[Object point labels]
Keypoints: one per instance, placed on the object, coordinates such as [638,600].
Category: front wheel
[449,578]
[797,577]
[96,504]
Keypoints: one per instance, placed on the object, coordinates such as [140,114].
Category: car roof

**Prompt:** Can you render the listing above as a Markdown table with the columns "No." and "Line", putting one line in each row and leaving out blank lines?

**The result:**
| No. | Line |
|---|---|
| 1 | Keypoints: one per instance, placed on the object, coordinates such as [638,600]. |
| 2 | Category: front wheel |
| 3 | [449,578] |
| 4 | [797,577] |
| 5 | [96,504] |
| 6 | Keypoints: one per instance, placed on the object, coordinates such as [140,114]. |
| 7 | Category: car roof |